━━━━━ DOCUMENTO

Y lo raro es que en todo este tiempo no había visto Apocalypto. Y no por desgana, que conste. Es sólo que no se había terciado. Y el jueves pasado, cuando me disponía a acostarme, enciendo la tele y me encuentro que justo comienza, en Cuatro.
No suelo ver pelis en la tele. Odio los anuncios, y odio aún más el doblaje. Pero en el caso de la peli de Mel Gibson, afortunadamente, no hay doblaje que valga. Así que me quedé a verla, y pagué al día siguiente el precio de irme a la cama a las tantas. Pero mereció la pena.
Es verdad que la peli de Gibson no va sobre los aztecas, sino sobre los mayas. Es verdad también que lo que Gibson pretende es a priori contar la historia de una huida, y que la fidelidad histórica y geográfica, en el caso de esta peli, habría que ponerla más que en cuarentena. Lo de la aparición de los españoles desembarcando al final de la peli es algo totamente anacrónico (los mayas eran ya una civilización extinta desde cinco siglos antes), pero la metáfora funciona. Y por eso la peli me pareció genial, con esa llegada del hombre blanco al final, que el espectador sabe que va a cortar de raíz todo lo bueno y lo malo que hemos visto antes, reduciendo tristemente a una mera anécdota toda la épica de la historia que nos cuenta Gibson.

━━━━━━━━━━
━━━━━ MATERIAL PROPORCIONADO

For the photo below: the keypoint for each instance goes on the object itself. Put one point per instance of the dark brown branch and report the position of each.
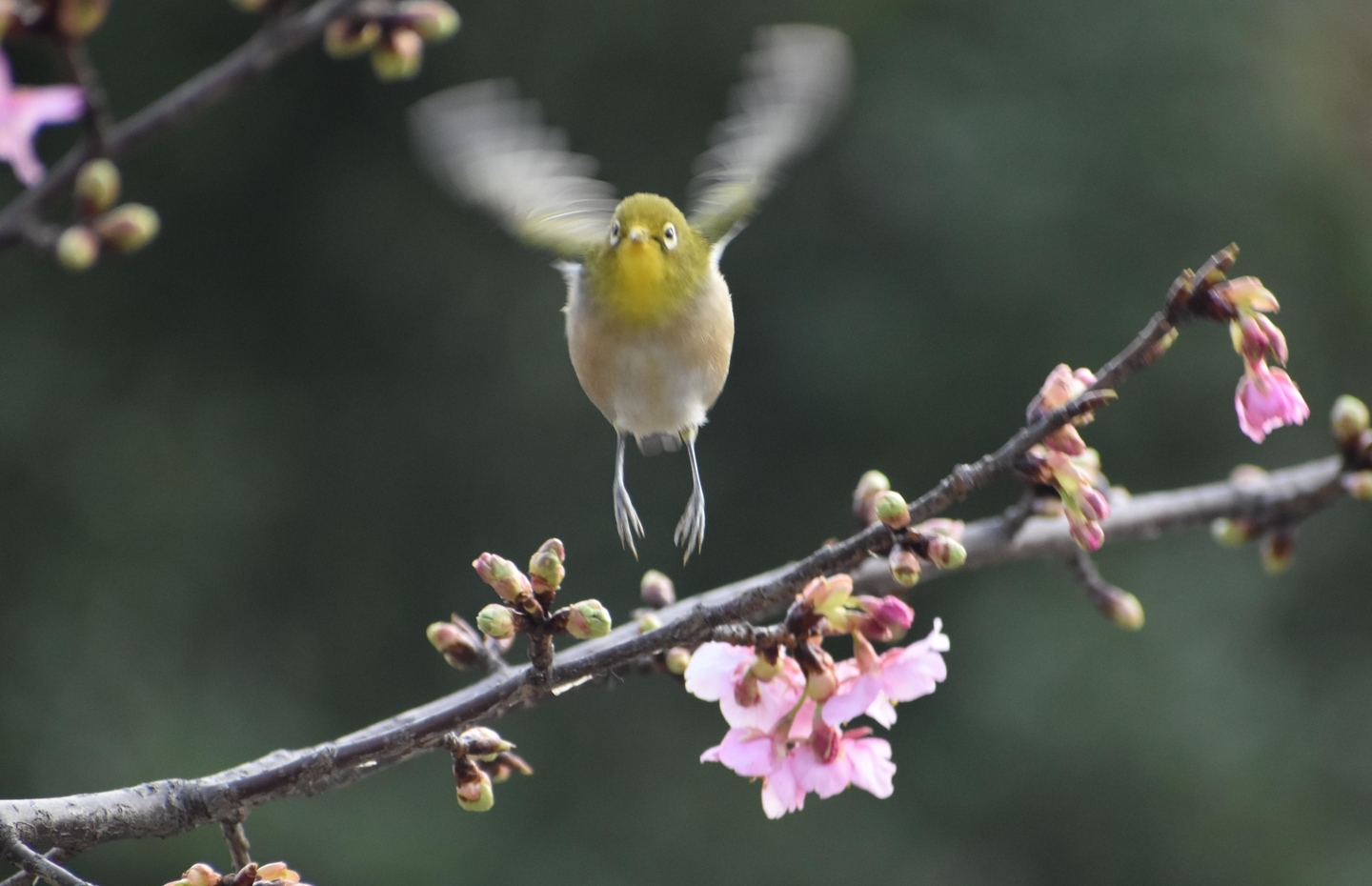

━━━━━━━━━━

- **TAREA BREVE**:
Retoma el comentario sobre Apocalypto a partir de su última frase y continúalo.

- **RESPUESTA AL EJERCICIO**:
Los aztecas, justo antes de llegar los españoles, eran una civilización joven y en plena ebullición, con todas las luces y las sombras que esa "adolescencia" implicaba. Los aztecas miraban al pasado, pero a un pasado inventado que los convertía en el pueblo elegido y con la palabra futuro grabada con fuego y con sangre en la frente. Un futuro interrumpido por los españoles. Una visión de la vida truncada y arrancada de raíz. Saben que no suelo ser el típico romántico a la hora de defender la idiosincrasia de los pueblos. Sé que unas culturas arrasan con otras y que ése es el devenir de la historia. Pero el misterio de los aztecas, ese pueblo tan sabio y tan cruel, e incluso tan sanguinario, me subleva y me apasiona. Y recuerdo las palabras de Nezahualpilli en el libro de Madariaga:
-Quizá hubiéramos llegado a una forma de vida mejor que la actual. Pero necesitábamos tiempo para ir perdiendo nuestros hábitos sanguinarios... Varias gavillas de años lo menos. No nos las darán. Los hombres de oriente han llegado y nos vencerán...
-¿Por qué? -preguntaba Xuchitl.
Y contestaba Nezahualpilli:
-Porque vienen. Los que vienen son siempre más fuertes que los que aguardan. Por eso vienen ellos y aguardan los otros. Y traerán dioses y costumbres diferentes.
-Pero -replicaba Xuchitl- es muy posible que las costumbres que traigan sean precisamente las que vos queríais que tuviéramos; y eso os debe alegrar.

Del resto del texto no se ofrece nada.